BEGIN EXCERPT TO READ

Monte_Carlo_readme.txt

Two versions of a  Monte Carlo routine are given, the first one in C and the second one 
in Fortran 90. These routines recall the dynamic link routines UnivPM_MathFinSolver1_2.dll 
and UnivPM_MathFinSolver1_3.dll to compute the first order approximation to the transition 
probability density p contained in the power series expansion in the correlation coefficients 
defined in Section 3. The user must assign the payoff function of the financial product 
considered in the main code provided (C or Fortran) in order to allow the computation of the
corresponding price evaluating the integral (2.1) with the Monte Carlo routine provided here.




The user in the main program that contain the Monte Carlo routine must assign:

C main code
int ndim        : number of spatial variables (1<ndim<102). The integer ndim is the number of underlyings
                  considered. Note that ndim is the same as nv in the software library UnivPM_MathFinSolver1.
double xxs[]    : vector containing the point where  the transition probability density at time to maturity t
                  must be evaluated (dimension ndim). For i=0,1,...,ndim-1 xxs[i] is the price of the (i+1)-th
                  underlying  at time t.
                  Bound:  0.0005<xxs[i]<10, i=0,1,..,ndim-1.
double sg[]     : vector containing the volatilities (dimension ndim). For i=0,1,...,ndim-1 sg[i] is the volatility
                  associated to the (i+1)-th underlying.
                  Bound:  0.0005<sg[i]<0.6, i=0,1,..,ndim-1.
double rho[][]  : correlation matrix (dimension ndim x ndim). For  i=0,1,...,ndim-2, j=i+1,i+2,...,ndim-1 the user 
                  must assign the elements rho[i][j], that is the correlation coefficient  between the square roots 
                  of the (i+1)-th underlying and of the (j+1)-th underlying.
                  Bound:  -1<rho[i][j]<1, i=0,1,...,ndim-2, j=i+1,i+2,...,ndim-1.
double t        : time to maturity where the transition probability density must be evaluated. Bound: 0<t<1.
int nt          : defines the number of terms in the series expansion in time to maturity of the first order
                  correction terms that must be computed (see formula (7.1)). The first nt+1 terms of the series
                  expansion in time to maturity will be retained and summed. The largest value of nt allowable is 9. 
                  The strongly recommended value to use is nt=2.
int ncall       : number of function evaluations used by the Monte Carlo routine to evaluate the integral (2.1).

END EXCERPT TO READ
BEGIN EXCERPTED RECORDS

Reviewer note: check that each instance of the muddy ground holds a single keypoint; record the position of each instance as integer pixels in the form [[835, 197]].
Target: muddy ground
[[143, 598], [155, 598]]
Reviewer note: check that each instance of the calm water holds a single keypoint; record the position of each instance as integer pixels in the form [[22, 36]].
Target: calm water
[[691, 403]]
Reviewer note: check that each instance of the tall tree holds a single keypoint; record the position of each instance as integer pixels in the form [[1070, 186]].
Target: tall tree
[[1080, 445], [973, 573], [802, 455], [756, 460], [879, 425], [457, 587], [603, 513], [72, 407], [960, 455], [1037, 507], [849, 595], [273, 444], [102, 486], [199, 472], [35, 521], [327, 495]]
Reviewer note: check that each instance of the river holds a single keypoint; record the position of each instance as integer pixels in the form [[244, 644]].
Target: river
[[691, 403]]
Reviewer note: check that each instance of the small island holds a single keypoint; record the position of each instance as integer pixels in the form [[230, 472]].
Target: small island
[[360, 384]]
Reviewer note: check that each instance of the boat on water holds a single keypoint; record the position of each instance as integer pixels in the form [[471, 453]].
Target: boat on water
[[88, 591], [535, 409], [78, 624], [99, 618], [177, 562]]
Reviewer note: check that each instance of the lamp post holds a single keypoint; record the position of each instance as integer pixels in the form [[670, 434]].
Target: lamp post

END EXCERPTED RECORDS

Reproduce word for word the portion of the Monte Carlo readme above, starting at the words "The strongly recommended" and stopping after "the integral (2.1).".

> **RESULT**:
The strongly recommended value to use is nt=2.
int ncall       : number of function evaluations used by the Monte Carlo routine to evaluate the integral (2.1).